**Material**
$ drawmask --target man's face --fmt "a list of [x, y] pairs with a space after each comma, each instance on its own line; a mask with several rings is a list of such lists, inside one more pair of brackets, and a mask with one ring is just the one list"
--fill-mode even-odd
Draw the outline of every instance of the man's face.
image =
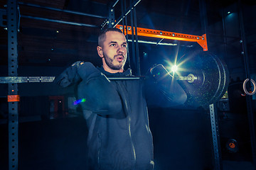
[[111, 73], [122, 72], [127, 60], [124, 35], [117, 31], [108, 31], [102, 46], [98, 46], [97, 49], [102, 59], [105, 70]]

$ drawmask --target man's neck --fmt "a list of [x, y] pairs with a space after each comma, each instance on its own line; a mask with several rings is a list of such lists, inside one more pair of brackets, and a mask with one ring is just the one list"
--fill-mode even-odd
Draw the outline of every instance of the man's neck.
[[117, 72], [123, 72], [124, 69], [110, 69], [109, 67], [107, 67], [107, 65], [103, 64], [103, 69], [105, 69], [105, 71], [110, 72], [110, 73], [117, 73]]

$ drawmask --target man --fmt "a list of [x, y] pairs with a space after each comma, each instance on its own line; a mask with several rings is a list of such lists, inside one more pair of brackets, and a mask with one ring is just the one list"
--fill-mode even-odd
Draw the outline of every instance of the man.
[[[100, 35], [97, 47], [102, 60], [102, 67], [77, 62], [55, 80], [62, 86], [78, 84], [78, 98], [85, 101], [80, 104], [89, 130], [89, 169], [154, 169], [153, 140], [149, 126], [144, 80], [110, 81], [107, 78], [132, 76], [131, 69], [124, 70], [127, 46], [120, 30], [107, 29]], [[169, 76], [154, 77], [154, 80], [156, 84], [173, 81]], [[172, 83], [172, 86], [175, 91], [169, 92], [169, 86], [164, 85], [159, 86], [159, 91], [164, 92], [172, 105], [185, 103], [183, 90], [176, 82]]]

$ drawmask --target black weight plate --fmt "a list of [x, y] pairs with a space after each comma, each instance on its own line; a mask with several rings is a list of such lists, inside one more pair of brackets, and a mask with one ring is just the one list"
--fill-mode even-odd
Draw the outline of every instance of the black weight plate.
[[186, 104], [196, 108], [220, 100], [228, 85], [228, 71], [225, 63], [215, 55], [203, 51], [187, 54], [182, 59], [178, 62], [183, 63], [180, 67], [186, 71], [179, 74], [193, 74], [198, 78], [193, 83], [179, 81], [188, 95]]

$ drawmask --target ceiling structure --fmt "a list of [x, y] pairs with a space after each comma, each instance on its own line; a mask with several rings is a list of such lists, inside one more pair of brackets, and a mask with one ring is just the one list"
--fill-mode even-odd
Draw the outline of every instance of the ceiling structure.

**Given problem**
Copy out the stretch of data from the start through the line containing "59], [105, 70]]", keeping every line of text, and add 18 to each coordinate value in the answer outlines. Leave the pictures out.

**Result**
$ drawmask --target man's face --fmt "a list of [x, y] pairs with a space after each comma, each instance on its own line; a mask with several rings is a list of such lists, inside one more pair of brackets, and a mask with one ring is just the one list"
--fill-mode even-odd
Draw the outline of every instance of the man's face.
image =
[[129, 91], [140, 90], [145, 78], [142, 53], [135, 49], [126, 49], [120, 64], [116, 64], [115, 67], [120, 77], [123, 88]]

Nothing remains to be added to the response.